__WRITTEN REQUEST__.
Quote word for word the lines of the material from the line containing "[locate] metal utility" through the last line, including both of those lines and nothing else.

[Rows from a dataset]
=====

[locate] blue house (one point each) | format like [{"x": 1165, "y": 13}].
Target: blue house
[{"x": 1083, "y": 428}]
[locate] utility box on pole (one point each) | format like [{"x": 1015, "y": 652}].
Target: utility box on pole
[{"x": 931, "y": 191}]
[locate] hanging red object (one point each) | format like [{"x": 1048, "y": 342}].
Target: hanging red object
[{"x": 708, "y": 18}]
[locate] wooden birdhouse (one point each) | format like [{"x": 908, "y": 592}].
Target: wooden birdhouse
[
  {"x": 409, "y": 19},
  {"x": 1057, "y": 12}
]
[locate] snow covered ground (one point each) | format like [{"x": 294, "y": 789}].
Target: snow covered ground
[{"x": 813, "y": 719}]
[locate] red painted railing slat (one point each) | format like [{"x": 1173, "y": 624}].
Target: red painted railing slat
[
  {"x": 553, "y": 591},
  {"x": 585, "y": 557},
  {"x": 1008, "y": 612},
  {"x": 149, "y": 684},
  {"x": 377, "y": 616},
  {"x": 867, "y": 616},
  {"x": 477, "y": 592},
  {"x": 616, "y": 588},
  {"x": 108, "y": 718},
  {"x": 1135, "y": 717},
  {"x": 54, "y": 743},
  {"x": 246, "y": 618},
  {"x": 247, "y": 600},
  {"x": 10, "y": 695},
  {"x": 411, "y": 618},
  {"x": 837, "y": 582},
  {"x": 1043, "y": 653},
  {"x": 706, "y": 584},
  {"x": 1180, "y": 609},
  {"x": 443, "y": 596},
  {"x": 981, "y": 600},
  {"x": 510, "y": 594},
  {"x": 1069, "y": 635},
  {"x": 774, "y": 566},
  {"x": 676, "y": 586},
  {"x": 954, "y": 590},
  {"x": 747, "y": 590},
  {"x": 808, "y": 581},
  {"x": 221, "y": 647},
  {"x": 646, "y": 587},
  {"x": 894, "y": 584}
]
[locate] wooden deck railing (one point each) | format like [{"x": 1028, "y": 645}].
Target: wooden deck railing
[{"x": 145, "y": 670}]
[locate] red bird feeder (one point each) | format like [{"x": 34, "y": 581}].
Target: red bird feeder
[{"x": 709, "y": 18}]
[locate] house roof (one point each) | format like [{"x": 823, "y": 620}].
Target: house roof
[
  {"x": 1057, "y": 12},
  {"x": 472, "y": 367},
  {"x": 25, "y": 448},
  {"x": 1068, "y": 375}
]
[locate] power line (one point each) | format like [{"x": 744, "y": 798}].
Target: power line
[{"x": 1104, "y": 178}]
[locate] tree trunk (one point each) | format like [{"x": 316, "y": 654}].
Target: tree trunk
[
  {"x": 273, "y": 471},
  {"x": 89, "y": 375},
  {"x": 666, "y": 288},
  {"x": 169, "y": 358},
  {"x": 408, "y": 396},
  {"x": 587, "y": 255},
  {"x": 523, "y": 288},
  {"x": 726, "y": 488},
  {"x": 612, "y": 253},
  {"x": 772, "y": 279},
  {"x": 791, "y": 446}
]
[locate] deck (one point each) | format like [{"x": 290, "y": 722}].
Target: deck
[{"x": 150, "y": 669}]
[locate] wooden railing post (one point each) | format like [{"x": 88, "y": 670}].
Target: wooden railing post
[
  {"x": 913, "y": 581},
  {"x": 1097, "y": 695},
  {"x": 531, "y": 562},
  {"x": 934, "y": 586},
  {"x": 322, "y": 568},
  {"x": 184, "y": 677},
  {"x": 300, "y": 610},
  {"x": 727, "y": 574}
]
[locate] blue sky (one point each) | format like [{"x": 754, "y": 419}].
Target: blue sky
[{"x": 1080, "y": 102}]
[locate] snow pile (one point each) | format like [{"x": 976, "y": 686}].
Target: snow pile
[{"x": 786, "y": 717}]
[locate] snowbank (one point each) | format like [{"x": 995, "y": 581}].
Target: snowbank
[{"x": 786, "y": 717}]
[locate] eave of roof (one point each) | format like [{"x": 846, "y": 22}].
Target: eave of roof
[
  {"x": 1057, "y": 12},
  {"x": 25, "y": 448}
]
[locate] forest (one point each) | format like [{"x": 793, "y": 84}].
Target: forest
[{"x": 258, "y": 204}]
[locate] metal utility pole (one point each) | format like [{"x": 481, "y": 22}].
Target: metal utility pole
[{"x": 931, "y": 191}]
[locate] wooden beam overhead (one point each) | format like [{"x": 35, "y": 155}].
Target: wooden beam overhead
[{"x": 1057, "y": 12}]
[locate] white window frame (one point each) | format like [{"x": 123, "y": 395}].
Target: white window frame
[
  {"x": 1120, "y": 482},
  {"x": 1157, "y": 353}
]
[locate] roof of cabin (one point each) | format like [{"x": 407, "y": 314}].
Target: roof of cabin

=====

__WRITTEN SOLUTION__.
[locate] metal utility pole (one point each) | format like [{"x": 481, "y": 22}].
Target: metal utility pole
[{"x": 931, "y": 191}]
[locate] wooden beam overhead (one point each) | format like [{"x": 35, "y": 155}].
Target: wooden beam overhead
[{"x": 1057, "y": 12}]
[locate] white window frame (one point each) | format like [{"x": 123, "y": 395}].
Target: white window frame
[
  {"x": 1120, "y": 482},
  {"x": 1157, "y": 353}
]
[locate] roof of cabin (one point each) | format like [{"x": 407, "y": 314}].
Target: roof of cabin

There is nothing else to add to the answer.